Problem details: Collect each line of the records containing the string "white".

───── Data excerpts ─────

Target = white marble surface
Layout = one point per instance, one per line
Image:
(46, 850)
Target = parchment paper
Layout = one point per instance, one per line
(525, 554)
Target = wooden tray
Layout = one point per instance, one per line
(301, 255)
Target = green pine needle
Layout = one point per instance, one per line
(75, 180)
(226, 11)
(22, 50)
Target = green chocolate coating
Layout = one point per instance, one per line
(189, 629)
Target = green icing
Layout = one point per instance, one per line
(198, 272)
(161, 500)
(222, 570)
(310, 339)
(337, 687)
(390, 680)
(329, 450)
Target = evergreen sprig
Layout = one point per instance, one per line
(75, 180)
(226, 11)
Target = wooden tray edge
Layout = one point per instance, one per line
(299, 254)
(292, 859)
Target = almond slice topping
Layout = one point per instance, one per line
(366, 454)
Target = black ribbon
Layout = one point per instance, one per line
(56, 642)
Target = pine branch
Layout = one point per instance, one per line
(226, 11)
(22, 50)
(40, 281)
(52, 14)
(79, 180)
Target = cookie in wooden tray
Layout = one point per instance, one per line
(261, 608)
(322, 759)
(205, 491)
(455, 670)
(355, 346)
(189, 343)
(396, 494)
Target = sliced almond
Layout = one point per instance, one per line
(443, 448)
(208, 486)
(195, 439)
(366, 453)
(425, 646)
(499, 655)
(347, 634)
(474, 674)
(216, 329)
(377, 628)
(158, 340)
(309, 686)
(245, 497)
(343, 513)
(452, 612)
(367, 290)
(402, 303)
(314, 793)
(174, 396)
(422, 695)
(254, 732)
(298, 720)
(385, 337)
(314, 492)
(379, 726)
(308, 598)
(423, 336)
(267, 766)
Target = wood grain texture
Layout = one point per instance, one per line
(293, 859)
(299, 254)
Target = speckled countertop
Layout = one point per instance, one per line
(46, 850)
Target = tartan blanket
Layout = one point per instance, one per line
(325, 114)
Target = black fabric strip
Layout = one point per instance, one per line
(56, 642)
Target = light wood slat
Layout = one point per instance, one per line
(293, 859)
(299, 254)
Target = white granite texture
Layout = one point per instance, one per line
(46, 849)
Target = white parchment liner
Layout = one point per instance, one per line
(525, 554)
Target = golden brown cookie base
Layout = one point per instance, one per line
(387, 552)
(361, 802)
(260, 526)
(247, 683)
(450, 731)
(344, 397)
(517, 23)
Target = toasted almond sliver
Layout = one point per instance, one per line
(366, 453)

─────

Written answer:
Target = white marble surface
Target = white granite texture
Target = white parchment liner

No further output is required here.